__Aim A__:
Using the rice husk ash abstract, decide whether each statement agrees with it. Answer yes or no for each and quote the deciding words. (i) The RHA concrete needed less superplasticizer than the control concrete. (ii) The RHA concrete passed a charge below 1000 coulombs at both 28 and 91 days. (iii) The RHA concrete resisted deicing salt scaling marginally better than the silica fume concrete.
__Aim B__:
Transcribe the rice husk ash abstract from "Author(s): Min-Hong Zhang" to "ash; silica fume.".

__Source text__:
..........
Author(s): Min-Hong Zhang and V. Mohan Malhotra

Publication: Materials Journal

Volume: 93

Issue: 6

Appears on pages(s): 629-636

Keywords: durability; high-performance concretes; portland cements; pozzolans; rice husk ash; silica fume.

Date: 11/1/1996

Abstract:
This paper presents results on the physical and chemical properties of rice husk ash (RHA), and deals with the properties of fresh and hardened concrete incorporating the same ash. The properties of fresh concrete investigated included workability, bleeding, setting time, and autogenous temperature rise, and those of the hardened concrete included compressive, splitting tensile, and fexural strengths, modulus of elasticity, drying shrinkage, resistance to chloride ion penetration, resistance to freezing and thawing cycling, and salt-scaling resistance. In addition to the effects of the percentage of RHA and the water-cementitious materials ratio on the properties investigated, the properties of the RHA concrete were also compared with those of the control portland cement concrete and silica fume concrete. The test results indicate that the RHA is highly pozzolanic and can be used as a supplementary cementing material to produce high-performance concrete. Although it requires a higher dosage of the superplasticizer and the air-entraining admixture compared with those of the control concrete and the silica fume concrete, the RHA concrete can be produced with satisfactory slump, air content, and setting time. In general the RHA concrete had higher compressive strengths at various ages up to 730 days compared with that of the control concrete, but a lower value than that of the silica fume concrete. The flexural and the splitting tensile strengths, modulus of elasticity, and drying shrinkage of the control concrete and the concrete incorporating RHA or silica fume were comparable. The RHA concrete had excellent resistance to chloride ion penetration, and the charge passed in coulombs was below 1000 both at 28 and 91 days. The RHA concrete also showed excellent performance under freezing and thawing conditions, and its resistance to deicing salt scaling was similar to that of the control concrete and marginally better than that of the silica fume concrete.
..........
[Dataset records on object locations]
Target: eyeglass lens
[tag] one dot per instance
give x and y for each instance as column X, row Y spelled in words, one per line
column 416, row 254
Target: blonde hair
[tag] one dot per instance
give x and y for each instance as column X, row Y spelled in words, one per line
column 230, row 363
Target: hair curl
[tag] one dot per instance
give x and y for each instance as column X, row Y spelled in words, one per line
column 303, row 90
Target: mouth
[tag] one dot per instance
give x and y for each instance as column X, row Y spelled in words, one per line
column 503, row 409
..........
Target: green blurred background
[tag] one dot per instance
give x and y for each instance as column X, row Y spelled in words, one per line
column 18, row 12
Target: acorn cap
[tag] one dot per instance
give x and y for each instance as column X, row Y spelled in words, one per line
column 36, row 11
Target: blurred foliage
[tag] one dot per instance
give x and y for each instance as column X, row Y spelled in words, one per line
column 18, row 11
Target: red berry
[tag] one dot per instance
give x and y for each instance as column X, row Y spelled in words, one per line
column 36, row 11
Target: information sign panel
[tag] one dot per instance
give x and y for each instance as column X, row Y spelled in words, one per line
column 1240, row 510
..........
__Full output A__:
(i) No: "it requires a higher dosage of the superplasticizer and the air-entraining admixture compared with those of the control concrete and the silica fume concrete"
(ii) Yes: "the charge passed in coulombs was below 1000 both at 28 and 91 days"
(iii) Yes: "its resistance to deicing salt scaling was similar to that of the control concrete and marginally better than that of the silica fume concrete"

__Full output B__:
Author(s): Min-Hong Zhang and V. Mohan Malhotra

Publication: Materials Journal

Volume: 93

Issue: 6

Appears on pages(s): 629-636

Keywords: durability; high-performance concretes; portland cements; pozzolans; rice husk ash; silica fume.